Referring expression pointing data
----------

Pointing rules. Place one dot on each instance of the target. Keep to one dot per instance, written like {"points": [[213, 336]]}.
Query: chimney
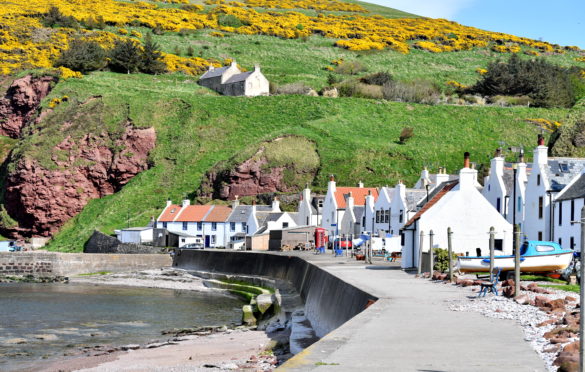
{"points": [[466, 160], [467, 176], [275, 205], [540, 152]]}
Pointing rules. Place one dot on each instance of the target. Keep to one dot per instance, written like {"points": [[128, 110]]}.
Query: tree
{"points": [[83, 56], [126, 56], [151, 57]]}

----------

Work required. In the records, which lines use the word "Keep"? Report them.

Result for this task.
Pointing rules. Place one dot on each instance of the target. Keep to one dot per instance, written like {"points": [[213, 336]]}.
Pointing rules. Place one dot on each instance of the target. Keep to one dot per instance, written like {"points": [[128, 110]]}.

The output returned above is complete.